EXERCISE PROMPT:
Exactly repeat the line that contains "Where can you see the tall", then every line after it up to and including the final line.
──────────────────────────────
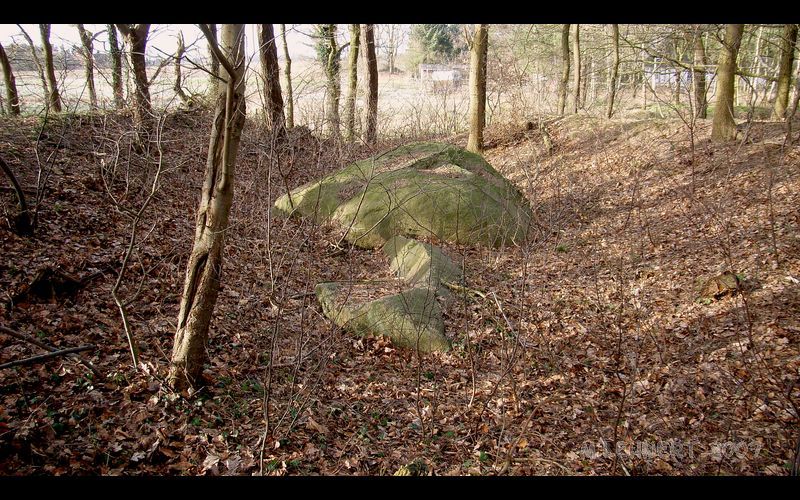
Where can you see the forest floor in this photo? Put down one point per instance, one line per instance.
(590, 354)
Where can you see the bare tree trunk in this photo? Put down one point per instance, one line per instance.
(268, 52)
(477, 88)
(289, 90)
(38, 62)
(333, 86)
(136, 35)
(11, 84)
(724, 126)
(562, 89)
(350, 103)
(788, 42)
(699, 75)
(54, 98)
(793, 108)
(213, 78)
(371, 128)
(116, 67)
(613, 70)
(576, 78)
(178, 87)
(88, 54)
(205, 262)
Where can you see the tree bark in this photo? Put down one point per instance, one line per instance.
(116, 67)
(562, 89)
(477, 86)
(613, 70)
(371, 128)
(699, 75)
(788, 42)
(350, 103)
(289, 90)
(576, 79)
(38, 62)
(724, 126)
(333, 86)
(205, 262)
(178, 87)
(11, 83)
(272, 80)
(213, 78)
(136, 35)
(54, 98)
(88, 55)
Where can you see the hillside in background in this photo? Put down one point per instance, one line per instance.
(590, 337)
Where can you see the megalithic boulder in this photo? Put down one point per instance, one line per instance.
(426, 189)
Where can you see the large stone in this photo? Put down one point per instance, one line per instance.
(411, 318)
(419, 190)
(420, 264)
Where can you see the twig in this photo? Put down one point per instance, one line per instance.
(44, 357)
(43, 345)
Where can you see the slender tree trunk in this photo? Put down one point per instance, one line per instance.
(268, 52)
(576, 78)
(54, 98)
(613, 70)
(136, 36)
(793, 108)
(699, 75)
(213, 78)
(788, 42)
(724, 126)
(288, 72)
(371, 128)
(586, 76)
(562, 89)
(477, 88)
(38, 62)
(11, 84)
(758, 63)
(178, 87)
(116, 67)
(205, 262)
(333, 86)
(350, 103)
(88, 54)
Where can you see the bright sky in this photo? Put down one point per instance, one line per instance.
(163, 37)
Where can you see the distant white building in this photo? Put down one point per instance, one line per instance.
(442, 76)
(442, 73)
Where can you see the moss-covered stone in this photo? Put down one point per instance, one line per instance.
(411, 318)
(423, 189)
(420, 264)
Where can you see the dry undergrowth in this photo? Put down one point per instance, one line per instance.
(590, 332)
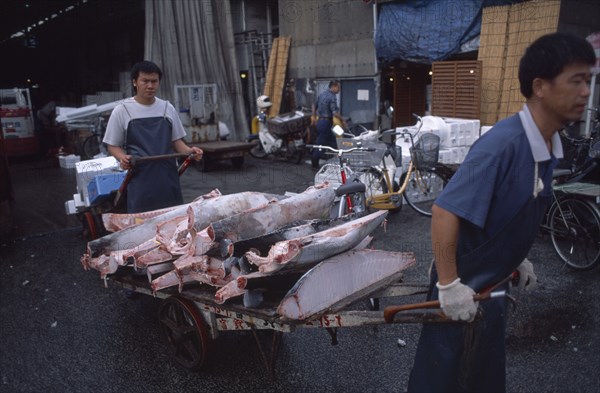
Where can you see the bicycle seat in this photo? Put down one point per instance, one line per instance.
(350, 188)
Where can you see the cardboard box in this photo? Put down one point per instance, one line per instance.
(69, 161)
(87, 170)
(103, 185)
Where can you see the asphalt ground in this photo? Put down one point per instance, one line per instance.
(61, 330)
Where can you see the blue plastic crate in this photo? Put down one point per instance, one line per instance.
(103, 185)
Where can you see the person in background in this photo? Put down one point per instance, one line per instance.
(260, 120)
(485, 221)
(145, 125)
(326, 109)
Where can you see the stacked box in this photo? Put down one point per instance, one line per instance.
(103, 185)
(69, 161)
(87, 170)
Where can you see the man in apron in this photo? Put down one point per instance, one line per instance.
(486, 219)
(326, 109)
(144, 125)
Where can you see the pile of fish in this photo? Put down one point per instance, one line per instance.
(249, 243)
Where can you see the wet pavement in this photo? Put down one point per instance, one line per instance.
(62, 331)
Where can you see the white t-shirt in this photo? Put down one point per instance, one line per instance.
(130, 109)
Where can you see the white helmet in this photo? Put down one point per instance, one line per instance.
(263, 101)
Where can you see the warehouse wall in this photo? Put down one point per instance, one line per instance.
(505, 33)
(329, 38)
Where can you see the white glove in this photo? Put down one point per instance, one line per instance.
(457, 301)
(527, 278)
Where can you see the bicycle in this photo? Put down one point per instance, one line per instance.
(420, 184)
(573, 218)
(92, 145)
(351, 190)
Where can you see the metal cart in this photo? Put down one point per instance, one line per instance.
(190, 319)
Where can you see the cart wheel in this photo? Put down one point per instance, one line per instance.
(90, 231)
(185, 331)
(201, 165)
(237, 162)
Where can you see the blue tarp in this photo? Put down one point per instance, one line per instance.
(423, 31)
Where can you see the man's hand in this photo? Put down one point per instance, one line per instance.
(197, 152)
(125, 161)
(457, 301)
(527, 278)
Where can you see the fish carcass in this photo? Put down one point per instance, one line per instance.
(318, 246)
(300, 254)
(107, 253)
(313, 203)
(310, 204)
(340, 280)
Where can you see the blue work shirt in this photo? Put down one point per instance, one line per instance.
(498, 175)
(327, 104)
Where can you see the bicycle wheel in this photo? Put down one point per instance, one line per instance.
(422, 189)
(575, 232)
(375, 184)
(91, 146)
(294, 155)
(257, 150)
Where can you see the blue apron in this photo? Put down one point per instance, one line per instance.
(155, 184)
(471, 357)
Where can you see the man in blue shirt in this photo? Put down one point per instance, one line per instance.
(486, 219)
(326, 108)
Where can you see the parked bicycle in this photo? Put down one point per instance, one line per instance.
(420, 184)
(92, 145)
(351, 190)
(573, 219)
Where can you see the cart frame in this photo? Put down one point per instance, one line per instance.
(192, 318)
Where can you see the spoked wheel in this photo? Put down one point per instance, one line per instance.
(575, 232)
(90, 231)
(422, 189)
(294, 155)
(185, 331)
(376, 185)
(237, 162)
(258, 151)
(91, 146)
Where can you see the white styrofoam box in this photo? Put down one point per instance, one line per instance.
(70, 207)
(68, 161)
(87, 170)
(445, 156)
(484, 129)
(78, 201)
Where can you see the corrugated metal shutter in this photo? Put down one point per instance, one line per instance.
(409, 95)
(505, 33)
(456, 89)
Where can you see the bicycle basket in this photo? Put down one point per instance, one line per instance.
(329, 172)
(362, 159)
(425, 153)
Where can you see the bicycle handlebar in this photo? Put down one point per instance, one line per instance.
(340, 151)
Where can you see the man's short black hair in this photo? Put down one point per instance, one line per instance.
(146, 67)
(547, 56)
(334, 82)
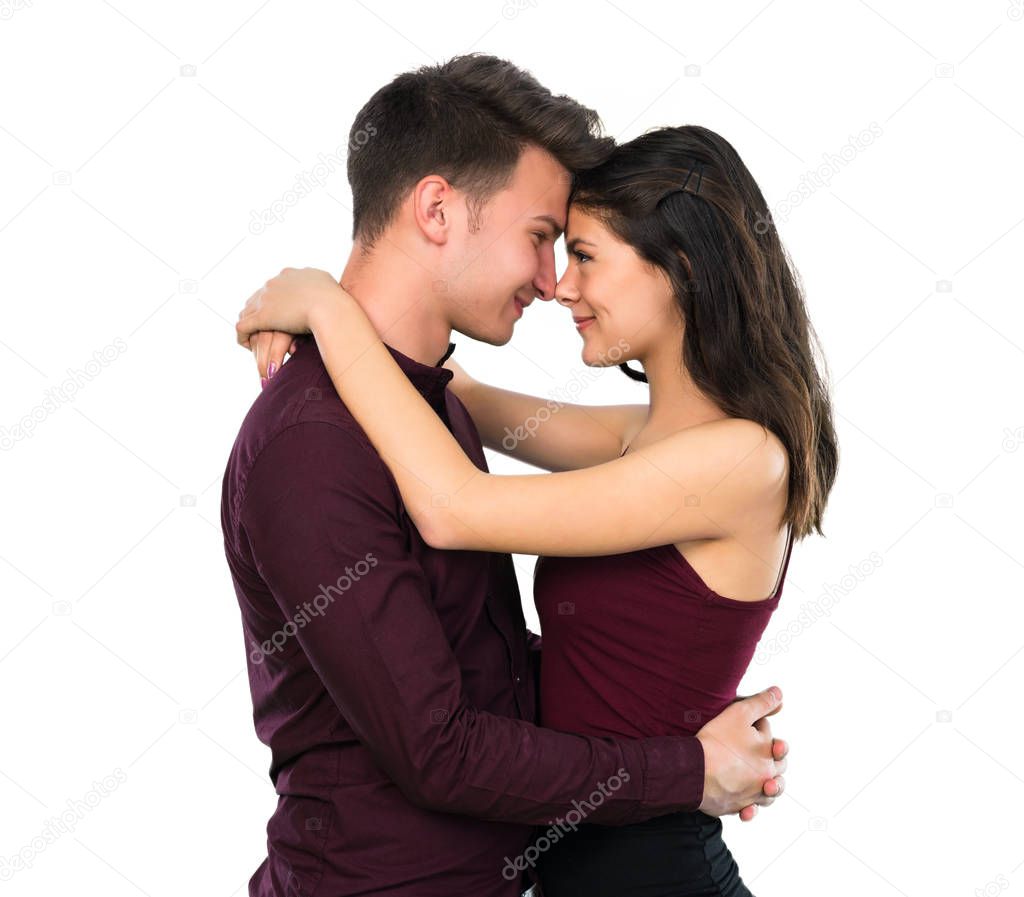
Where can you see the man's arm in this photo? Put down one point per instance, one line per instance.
(314, 516)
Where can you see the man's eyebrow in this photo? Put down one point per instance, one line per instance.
(556, 229)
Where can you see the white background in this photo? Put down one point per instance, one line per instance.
(127, 186)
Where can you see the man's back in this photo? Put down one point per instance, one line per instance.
(331, 578)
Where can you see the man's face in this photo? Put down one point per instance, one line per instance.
(492, 272)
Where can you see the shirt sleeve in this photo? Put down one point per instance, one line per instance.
(322, 515)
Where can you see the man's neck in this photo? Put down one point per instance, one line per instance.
(396, 294)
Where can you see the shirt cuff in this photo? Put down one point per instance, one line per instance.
(674, 775)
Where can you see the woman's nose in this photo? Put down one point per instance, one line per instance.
(565, 292)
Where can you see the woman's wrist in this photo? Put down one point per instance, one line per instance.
(328, 308)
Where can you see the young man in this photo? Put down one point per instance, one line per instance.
(395, 683)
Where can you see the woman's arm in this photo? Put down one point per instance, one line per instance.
(697, 483)
(546, 432)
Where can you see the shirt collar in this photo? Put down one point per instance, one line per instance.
(430, 380)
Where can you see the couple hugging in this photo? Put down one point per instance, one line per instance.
(423, 741)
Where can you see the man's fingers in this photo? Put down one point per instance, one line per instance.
(765, 703)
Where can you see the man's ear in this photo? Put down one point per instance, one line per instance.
(432, 199)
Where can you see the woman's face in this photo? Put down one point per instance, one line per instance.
(628, 303)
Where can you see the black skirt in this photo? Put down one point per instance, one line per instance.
(676, 855)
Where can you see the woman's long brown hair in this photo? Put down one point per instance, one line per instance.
(748, 342)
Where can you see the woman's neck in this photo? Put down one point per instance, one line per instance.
(676, 402)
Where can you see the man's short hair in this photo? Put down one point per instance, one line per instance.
(468, 120)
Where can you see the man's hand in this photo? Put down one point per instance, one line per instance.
(743, 765)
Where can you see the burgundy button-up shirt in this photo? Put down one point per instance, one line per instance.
(395, 684)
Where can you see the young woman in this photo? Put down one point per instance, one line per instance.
(665, 537)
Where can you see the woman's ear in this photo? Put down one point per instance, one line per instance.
(431, 197)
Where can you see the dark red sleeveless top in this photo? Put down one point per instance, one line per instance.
(636, 644)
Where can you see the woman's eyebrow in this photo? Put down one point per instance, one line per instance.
(571, 244)
(556, 229)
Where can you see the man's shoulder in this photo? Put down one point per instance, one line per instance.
(297, 414)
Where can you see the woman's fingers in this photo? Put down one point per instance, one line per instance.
(262, 342)
(279, 347)
(270, 346)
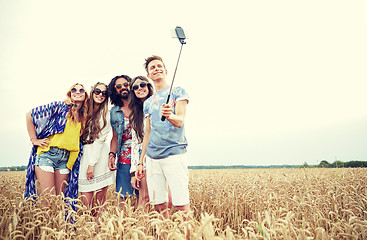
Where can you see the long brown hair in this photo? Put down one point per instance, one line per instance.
(92, 127)
(136, 105)
(74, 113)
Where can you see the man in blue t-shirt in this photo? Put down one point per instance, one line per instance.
(164, 142)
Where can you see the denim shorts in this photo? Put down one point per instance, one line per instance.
(54, 159)
(123, 181)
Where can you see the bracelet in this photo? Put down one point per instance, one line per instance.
(114, 154)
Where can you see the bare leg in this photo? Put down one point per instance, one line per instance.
(170, 205)
(60, 180)
(185, 208)
(122, 202)
(161, 209)
(143, 194)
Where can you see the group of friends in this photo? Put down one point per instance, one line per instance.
(145, 158)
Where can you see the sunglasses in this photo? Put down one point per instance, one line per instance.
(142, 85)
(74, 90)
(119, 86)
(98, 91)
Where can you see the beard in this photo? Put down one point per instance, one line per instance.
(124, 94)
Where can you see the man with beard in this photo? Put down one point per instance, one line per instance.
(120, 148)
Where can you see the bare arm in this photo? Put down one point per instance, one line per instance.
(32, 133)
(177, 119)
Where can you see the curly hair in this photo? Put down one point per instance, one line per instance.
(152, 58)
(115, 98)
(136, 117)
(82, 112)
(93, 127)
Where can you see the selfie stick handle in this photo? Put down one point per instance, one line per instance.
(169, 94)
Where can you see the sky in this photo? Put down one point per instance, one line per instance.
(270, 82)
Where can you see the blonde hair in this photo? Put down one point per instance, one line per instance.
(92, 126)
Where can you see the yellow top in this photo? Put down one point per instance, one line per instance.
(68, 140)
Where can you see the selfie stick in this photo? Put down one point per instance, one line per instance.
(179, 33)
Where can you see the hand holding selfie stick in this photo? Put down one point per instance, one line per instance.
(179, 33)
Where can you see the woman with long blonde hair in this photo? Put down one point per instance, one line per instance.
(54, 130)
(94, 174)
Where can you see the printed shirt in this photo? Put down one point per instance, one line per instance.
(125, 157)
(165, 139)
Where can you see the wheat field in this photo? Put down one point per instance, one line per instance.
(227, 204)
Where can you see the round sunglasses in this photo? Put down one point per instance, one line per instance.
(98, 91)
(142, 85)
(74, 90)
(119, 86)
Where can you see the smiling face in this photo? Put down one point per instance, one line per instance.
(99, 94)
(140, 89)
(77, 93)
(156, 70)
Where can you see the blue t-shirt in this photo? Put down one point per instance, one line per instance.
(165, 139)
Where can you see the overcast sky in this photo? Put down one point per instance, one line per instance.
(270, 82)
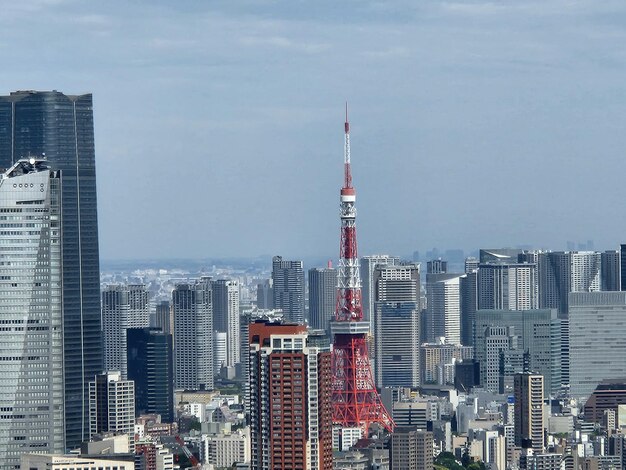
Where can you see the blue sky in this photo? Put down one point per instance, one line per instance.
(219, 124)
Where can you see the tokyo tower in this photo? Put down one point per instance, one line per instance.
(356, 403)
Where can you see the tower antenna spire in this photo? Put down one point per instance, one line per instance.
(356, 403)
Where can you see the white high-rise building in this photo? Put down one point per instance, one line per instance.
(226, 317)
(368, 280)
(397, 325)
(443, 310)
(220, 348)
(112, 406)
(31, 319)
(507, 286)
(193, 335)
(597, 339)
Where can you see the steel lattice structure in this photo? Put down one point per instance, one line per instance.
(356, 402)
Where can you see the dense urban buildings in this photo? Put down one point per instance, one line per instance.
(290, 400)
(34, 123)
(322, 297)
(397, 325)
(150, 366)
(529, 422)
(31, 316)
(193, 335)
(504, 336)
(288, 288)
(597, 332)
(123, 307)
(112, 406)
(226, 316)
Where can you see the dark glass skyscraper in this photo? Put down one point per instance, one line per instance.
(150, 365)
(61, 127)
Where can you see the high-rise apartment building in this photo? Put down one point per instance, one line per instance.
(468, 291)
(31, 316)
(397, 325)
(164, 317)
(411, 449)
(265, 294)
(226, 317)
(507, 286)
(516, 332)
(61, 127)
(367, 269)
(610, 271)
(290, 398)
(150, 366)
(322, 297)
(597, 334)
(123, 307)
(443, 309)
(288, 288)
(193, 335)
(112, 405)
(529, 422)
(563, 272)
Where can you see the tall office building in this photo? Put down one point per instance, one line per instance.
(507, 286)
(61, 127)
(288, 288)
(164, 317)
(193, 335)
(31, 314)
(322, 297)
(290, 398)
(443, 308)
(529, 423)
(610, 271)
(112, 405)
(536, 332)
(397, 325)
(437, 266)
(367, 269)
(468, 291)
(150, 366)
(226, 317)
(411, 449)
(265, 294)
(123, 307)
(563, 272)
(597, 338)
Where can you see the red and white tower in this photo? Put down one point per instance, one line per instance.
(356, 403)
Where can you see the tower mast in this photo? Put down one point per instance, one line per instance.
(356, 403)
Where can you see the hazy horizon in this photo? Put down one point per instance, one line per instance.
──────────────────────────────
PROBLEM SOLUTION:
Where can you see the tall office building in this photo? Put down one point per instance, one line per instance.
(507, 286)
(61, 127)
(288, 288)
(164, 317)
(193, 335)
(31, 314)
(322, 297)
(290, 398)
(443, 308)
(529, 423)
(610, 271)
(112, 405)
(536, 332)
(397, 325)
(437, 266)
(367, 269)
(468, 291)
(150, 366)
(226, 317)
(411, 449)
(265, 294)
(123, 307)
(563, 272)
(597, 338)
Where can you see the red and white tower in this photo? Put down one point per instance, one line per instance.
(356, 403)
Where can you see the tower mast in this photo? Put down one point per instance, one line per instance.
(356, 403)
Where can you see the hazy horizon in this photo? Put down one point per instance, one line per instance.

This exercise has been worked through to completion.